> **Passage to read**
§ §

This is from Tina Fey’s new book, “Bossypants.” It’s delicious. Makes me want to write a version for my son. (Thanks for sending, Julia!)

A Mother’s Prayer for Its Child

First, Lord: No tattoos. May neither Chinese symbol for truth nor Winnie-the-Pooh holding the FSU logo stain her tender haunches.

May she be Beautiful but not Damaged, for it’s the Damage that draws the creepy soccer coach’s eye, not the the Beauty.

When the Crystal Meth is offered,
May she remember the parents who cut her grapes in half
And stick with Beer.

Guide her, protect her
When crossing the street, stepping onto boats, swimming in the ocean, swimming in pools, walking near pools, standing on the nearby subway platform, crossing 86th Street, stepping off of boats, using mall restrooms, getting on and off escalators, driving on country roads while arguing, leaning on large windows, walking in parking lots, riding Ferris wheels, roller-coasters, log flumes, or anything called “Hell Drop,” “Tower of Torture,” or “The Death Spiral Rock N’ Zero G Roll featuring Aerosmith,” and standing on any kind of balcony ever, anywhere, at any age.

Lead her away from Acting but not all the way to Finance.

Something where she can make her own hours but still feel intellectually fulfilled and get outside sometimes And not have to wear high heels.

What would that be, Lord? Architecture? Midwifery? Golf course design? I’m asking You because if I knew, I’d be doing it, Youdammit.

May she play the Drums to the fiery rhythm of her Own Heart with the sinewy strength of her Own Arms, so she need Not Lie With Drummers.

Grant her a Rough Patch from twelve to seventeen.

§ §

> **Dataset extract**
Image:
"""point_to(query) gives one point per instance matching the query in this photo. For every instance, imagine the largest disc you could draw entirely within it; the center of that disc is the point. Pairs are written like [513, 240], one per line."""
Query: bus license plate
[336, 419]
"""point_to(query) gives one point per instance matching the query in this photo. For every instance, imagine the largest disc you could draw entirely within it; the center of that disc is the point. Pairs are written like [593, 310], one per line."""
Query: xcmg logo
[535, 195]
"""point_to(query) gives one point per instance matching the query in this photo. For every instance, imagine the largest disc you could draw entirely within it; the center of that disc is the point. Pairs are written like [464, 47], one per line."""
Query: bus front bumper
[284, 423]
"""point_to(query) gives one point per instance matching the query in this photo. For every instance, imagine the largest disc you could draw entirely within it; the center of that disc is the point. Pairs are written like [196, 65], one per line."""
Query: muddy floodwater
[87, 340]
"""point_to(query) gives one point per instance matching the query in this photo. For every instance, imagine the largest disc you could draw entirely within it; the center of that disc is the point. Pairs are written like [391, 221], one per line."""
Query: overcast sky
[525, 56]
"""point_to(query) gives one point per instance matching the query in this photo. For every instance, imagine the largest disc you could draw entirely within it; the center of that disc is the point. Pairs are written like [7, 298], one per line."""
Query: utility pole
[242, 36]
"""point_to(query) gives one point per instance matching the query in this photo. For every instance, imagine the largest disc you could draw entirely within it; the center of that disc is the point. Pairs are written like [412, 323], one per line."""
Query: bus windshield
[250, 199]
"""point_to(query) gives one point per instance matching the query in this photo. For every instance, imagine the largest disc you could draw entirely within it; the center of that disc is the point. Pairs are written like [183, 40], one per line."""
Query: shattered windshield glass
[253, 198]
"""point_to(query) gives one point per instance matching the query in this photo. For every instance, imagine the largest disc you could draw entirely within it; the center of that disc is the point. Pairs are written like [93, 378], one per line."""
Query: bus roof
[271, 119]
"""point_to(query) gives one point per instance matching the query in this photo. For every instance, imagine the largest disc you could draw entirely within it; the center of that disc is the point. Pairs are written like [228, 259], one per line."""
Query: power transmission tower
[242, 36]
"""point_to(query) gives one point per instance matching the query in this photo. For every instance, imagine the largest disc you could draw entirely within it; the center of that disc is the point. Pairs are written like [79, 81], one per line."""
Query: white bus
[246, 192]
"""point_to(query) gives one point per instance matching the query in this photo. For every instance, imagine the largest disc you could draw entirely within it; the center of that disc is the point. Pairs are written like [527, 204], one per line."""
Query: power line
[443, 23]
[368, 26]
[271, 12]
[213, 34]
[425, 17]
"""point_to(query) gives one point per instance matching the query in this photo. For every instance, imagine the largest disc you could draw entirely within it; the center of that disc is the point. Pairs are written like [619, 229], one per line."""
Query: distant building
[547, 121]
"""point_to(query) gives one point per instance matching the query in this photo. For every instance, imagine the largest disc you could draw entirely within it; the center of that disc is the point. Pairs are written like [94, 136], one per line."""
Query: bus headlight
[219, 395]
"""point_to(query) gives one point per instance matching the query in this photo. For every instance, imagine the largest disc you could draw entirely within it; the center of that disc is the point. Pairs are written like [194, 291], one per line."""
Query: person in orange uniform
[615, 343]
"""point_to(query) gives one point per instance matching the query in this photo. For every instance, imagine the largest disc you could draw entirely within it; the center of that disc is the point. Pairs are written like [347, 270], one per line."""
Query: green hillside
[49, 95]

§ §

> **Work request 1**
Rewrite the mother's prayer from "Lead her away" up to and including "doing it, Youdammit.", replacing "Finance" with "Law".
> **Work request 2**
Please pick up the mother's prayer after its last line and continue it.

> **Exercise answer 1**
Lead her away from Acting but not all the way to Law.

Something where she can make her own hours but still feel intellectually fulfilled and get outside sometimes And not have to wear high heels.

What would that be, Lord? Architecture? Midwifery? Golf course design? I’m asking You because if I knew, I’d be doing it, Youdammit.

> **Exercise answer 2**
Let her draw horses and be interested in Barbies for much too long,
For Childhood is short- a Tiger Flower blooming
Magenta for one day-
And Adulthood is long and Dry-Humping in Cars will wait.

O Lord, break the Internet forever,
That she may be spared the misspelled invective of her peers
And the online marketing campaign for Rape Hostel V: Girls Just Wanna Get Stabbed.

And when she one day turns on me and calls me a Bitch in front of Hollister,
Give me the strength, Lord, to yank her directly into a cab in front of her friends,
For I will not have that Shit. I will not have it.

And should she choose to be a Mother one day, be my eyes, Lord,
That I may see her, lying on a blanket on the floor at 4:50 a.m., all-at-once exhausted,
bored, and in love with the little creature whose poop is leaking up its back.
“My mother did this for me once,” she will realize as she cleans feces off her baby’s neck.
“My mother did this for me.” And the delayed gratitude will wash over her as it does each generation and she will make a Mental note to call me. And she will forget.
But I’ll know, because I peeped it with Your God eyes.

Amen.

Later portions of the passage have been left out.